The exercise - Extract every line of the data below that contains the string "road". Treat uppercase and lowercase letters as different.

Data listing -
=====
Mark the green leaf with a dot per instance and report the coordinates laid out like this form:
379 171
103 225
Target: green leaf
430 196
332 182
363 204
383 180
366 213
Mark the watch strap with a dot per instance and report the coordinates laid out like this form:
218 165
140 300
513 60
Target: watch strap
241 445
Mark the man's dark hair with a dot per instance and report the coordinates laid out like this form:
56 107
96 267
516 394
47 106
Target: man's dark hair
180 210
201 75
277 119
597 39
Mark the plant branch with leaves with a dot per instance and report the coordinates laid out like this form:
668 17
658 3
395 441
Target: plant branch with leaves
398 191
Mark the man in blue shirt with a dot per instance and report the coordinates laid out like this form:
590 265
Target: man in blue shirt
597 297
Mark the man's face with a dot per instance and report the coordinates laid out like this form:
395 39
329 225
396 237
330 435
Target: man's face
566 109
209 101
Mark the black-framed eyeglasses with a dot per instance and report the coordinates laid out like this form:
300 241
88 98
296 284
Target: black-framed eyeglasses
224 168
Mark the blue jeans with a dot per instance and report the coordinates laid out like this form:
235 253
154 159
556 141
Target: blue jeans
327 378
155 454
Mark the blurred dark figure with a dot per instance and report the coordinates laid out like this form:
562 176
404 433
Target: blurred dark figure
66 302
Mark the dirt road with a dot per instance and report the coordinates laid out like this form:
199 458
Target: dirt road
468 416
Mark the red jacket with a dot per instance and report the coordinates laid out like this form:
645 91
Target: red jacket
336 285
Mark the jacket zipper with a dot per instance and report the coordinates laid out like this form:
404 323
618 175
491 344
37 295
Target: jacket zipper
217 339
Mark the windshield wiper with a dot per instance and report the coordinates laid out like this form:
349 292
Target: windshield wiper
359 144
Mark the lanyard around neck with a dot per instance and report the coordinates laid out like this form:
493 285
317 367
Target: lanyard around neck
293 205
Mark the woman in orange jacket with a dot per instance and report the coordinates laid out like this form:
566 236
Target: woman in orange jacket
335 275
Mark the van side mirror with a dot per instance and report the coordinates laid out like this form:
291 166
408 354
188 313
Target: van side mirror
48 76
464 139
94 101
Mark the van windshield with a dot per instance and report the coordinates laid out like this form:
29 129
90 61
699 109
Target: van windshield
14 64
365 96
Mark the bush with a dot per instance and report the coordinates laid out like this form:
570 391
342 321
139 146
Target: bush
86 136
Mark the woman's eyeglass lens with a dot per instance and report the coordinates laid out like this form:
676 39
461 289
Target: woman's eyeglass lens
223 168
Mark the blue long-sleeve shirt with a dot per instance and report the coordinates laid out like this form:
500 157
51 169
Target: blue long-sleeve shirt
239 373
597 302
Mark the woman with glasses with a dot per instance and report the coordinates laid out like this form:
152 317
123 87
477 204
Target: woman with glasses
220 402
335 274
=====
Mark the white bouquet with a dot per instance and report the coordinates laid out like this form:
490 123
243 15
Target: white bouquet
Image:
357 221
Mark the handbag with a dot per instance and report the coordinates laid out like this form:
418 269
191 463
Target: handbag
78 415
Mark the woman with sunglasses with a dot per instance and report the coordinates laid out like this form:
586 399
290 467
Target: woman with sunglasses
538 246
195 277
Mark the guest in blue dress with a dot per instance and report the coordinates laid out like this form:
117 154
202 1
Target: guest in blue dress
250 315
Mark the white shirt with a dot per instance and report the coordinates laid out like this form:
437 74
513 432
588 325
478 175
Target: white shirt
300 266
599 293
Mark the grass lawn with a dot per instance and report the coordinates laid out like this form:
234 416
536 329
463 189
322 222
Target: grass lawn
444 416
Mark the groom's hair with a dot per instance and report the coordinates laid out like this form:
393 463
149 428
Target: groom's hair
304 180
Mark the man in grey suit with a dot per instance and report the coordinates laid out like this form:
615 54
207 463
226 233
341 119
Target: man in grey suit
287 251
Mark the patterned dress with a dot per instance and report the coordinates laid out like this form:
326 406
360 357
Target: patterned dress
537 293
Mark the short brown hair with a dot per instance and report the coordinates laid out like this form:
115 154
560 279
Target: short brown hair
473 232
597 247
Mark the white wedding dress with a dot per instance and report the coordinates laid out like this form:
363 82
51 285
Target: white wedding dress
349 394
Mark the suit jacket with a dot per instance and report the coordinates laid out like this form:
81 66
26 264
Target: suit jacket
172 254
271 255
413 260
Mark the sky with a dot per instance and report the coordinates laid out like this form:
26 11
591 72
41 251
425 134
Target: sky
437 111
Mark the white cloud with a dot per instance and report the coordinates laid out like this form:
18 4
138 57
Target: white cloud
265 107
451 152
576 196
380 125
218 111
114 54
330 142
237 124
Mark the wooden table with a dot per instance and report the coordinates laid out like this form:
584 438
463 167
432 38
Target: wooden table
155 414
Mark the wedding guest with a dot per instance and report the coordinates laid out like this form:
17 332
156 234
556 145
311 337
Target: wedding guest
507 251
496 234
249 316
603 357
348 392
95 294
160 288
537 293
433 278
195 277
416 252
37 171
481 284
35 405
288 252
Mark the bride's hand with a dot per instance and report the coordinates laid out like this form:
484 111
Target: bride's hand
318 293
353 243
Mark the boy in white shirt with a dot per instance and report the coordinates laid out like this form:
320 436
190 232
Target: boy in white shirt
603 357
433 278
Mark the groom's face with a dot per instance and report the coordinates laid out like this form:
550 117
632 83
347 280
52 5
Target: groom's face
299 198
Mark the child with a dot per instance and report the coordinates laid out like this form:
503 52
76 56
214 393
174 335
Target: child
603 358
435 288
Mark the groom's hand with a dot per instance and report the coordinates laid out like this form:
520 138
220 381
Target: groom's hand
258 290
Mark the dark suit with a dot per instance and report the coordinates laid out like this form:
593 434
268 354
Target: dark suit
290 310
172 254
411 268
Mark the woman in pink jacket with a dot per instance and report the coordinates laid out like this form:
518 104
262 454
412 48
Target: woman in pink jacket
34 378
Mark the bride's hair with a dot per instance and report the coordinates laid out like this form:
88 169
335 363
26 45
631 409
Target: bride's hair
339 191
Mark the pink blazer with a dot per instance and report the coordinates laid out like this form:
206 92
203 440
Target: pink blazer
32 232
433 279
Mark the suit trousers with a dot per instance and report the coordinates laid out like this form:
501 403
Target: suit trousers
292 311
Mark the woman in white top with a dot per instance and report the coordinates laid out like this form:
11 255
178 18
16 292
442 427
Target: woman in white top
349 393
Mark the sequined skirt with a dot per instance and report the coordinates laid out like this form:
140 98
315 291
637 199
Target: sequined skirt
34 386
=====
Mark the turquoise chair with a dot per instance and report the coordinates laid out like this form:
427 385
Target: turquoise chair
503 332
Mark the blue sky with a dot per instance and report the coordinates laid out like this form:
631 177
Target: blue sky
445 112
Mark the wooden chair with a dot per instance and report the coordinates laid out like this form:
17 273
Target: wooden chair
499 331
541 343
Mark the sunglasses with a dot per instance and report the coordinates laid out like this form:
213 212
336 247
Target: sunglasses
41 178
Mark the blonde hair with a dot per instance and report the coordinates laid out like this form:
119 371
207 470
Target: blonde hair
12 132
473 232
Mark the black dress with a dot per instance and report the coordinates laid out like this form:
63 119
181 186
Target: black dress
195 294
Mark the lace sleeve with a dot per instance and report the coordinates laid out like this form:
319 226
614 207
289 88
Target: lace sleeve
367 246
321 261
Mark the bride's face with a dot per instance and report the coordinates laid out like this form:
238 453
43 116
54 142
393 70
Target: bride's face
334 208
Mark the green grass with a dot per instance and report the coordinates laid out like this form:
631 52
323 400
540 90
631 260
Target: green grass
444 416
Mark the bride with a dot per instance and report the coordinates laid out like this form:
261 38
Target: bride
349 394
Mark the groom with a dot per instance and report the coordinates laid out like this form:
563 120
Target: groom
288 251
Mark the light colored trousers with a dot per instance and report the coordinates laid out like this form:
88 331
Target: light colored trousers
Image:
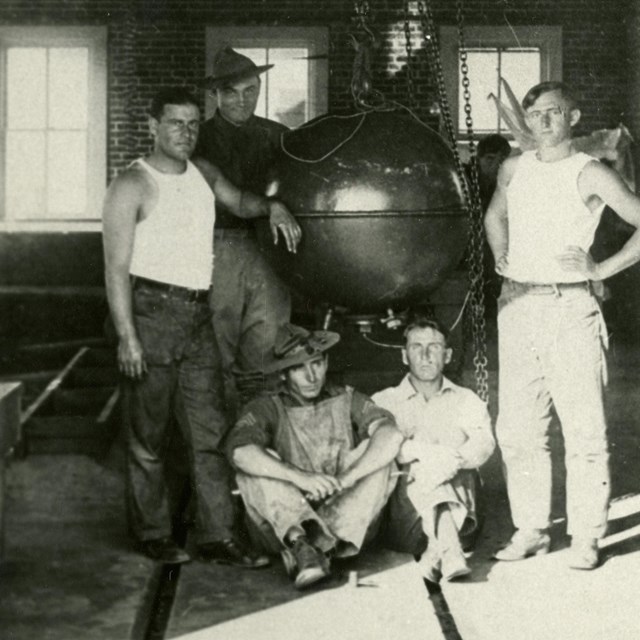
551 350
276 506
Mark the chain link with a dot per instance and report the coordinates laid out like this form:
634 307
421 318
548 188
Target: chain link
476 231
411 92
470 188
=====
Task response -
Mark the dirt road with a dot per instance and report the coordinates laid out like this form:
Target: dirt road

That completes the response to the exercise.